◆ Passage:
━━━━━━━━━━━━━━━━━━━━━━━━━━━━━━

Guest Post by Victoria Chang

Photo Victoria Chang

When asked to write a blog post on juggling professional life and a life in poetry, the irony of course, is that I am too busy to add yet another thing (however small) onto my plate. The very same week my self-imposed deadline for this blog post arrived (too fast), my own third book of poems, The Boss, came out from McSweeney’s Poetry Series, I was just starting a new project at work, we had just brought home a new puppy, our two kids (7 and 5) had summer camp 30 minutes each way, and I was on my way to do a slew of readings for my new book in San Francisco!

Plenty of people throughout history and in real-time have schedules like mine, and even worse. People often talk about Wallace Stevens and T.S. Eliot, who both were successful at working in business and simultaneously writing poetry. I read somewhere that Stevens, an insurance lawyer, had his assistant type up his poems that he wrote at work and that he liked to work because it gave him discipline and regularity and he didn’t need to worry about money.

But there aren’t a lot of examples of people who have successfully juggled work (especially in business) and the literary life, especially in the case of women and/or mothers. Plus I think that there’s a stigma, especially in poetry, if you work in anything commerce-related. I think it can be perceived as crass and non-artistic. I can think that poetry and a professional business life are not mutually exclusive, but if the “establishment” doesn’t think so, I’m out of luck…

…or am I? The thing is, if you write poetry that others want to read, establishment or not, if you say something important in a way that is arresting or different, or even something non-important in an arresting way, I still am an optimist and a purist and think that all the juggling of time is worth it in the end.

━━━━━━━━━━━━━━━━━━━━━━━━━━━━━━

◆ Exercise data:
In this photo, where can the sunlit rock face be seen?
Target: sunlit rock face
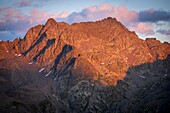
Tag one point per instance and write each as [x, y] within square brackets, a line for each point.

━━━━━━━━━━━━━━━━━━━━━━━━━━━━━━

◆ What is expected: Continue the guest post above on balancing a business career with writing poetry, starting after its final sentence.

◆ Written answer:
At the end of the day, I think everyone needs to think about what’s important to them and how they want to live their lives and just do those things, however much time each activity takes and no matter how hard it all seems. And not worry so much about what others think is “normal” or “conventional” or even “acceptable.” If that means writing poems once every two years, versus the prescriptive two hours each morning, then so be it. Your actions will show you what you want to do.

Our 7-year-old daughter finished a two-week writing camp a week ago and told me that a boy teased her for only writing half-a-page. After reading the boy’s 5-page description of his trip to Disney Land, I had to explain to our daughter, who had thought of a fiction story using her imagination, that age-old cliché: “Quality is more important than quantity.” I believe that and try to live that every single day with everything that I do, and that goes for poetry too.

Sometimes I watch our new dachshund puppy let his nose lead the way. I like to think I have something to learn from that little guy. I let my nose lead my way and try and block out all the other white noise.

 About the Author:

Victoria Chang is a poet and works in marketing and communications. She has an MFA and an MBA.  Her third book of poems, The Boss, is just out from McSweeney’s. She lives in Southern California with her family.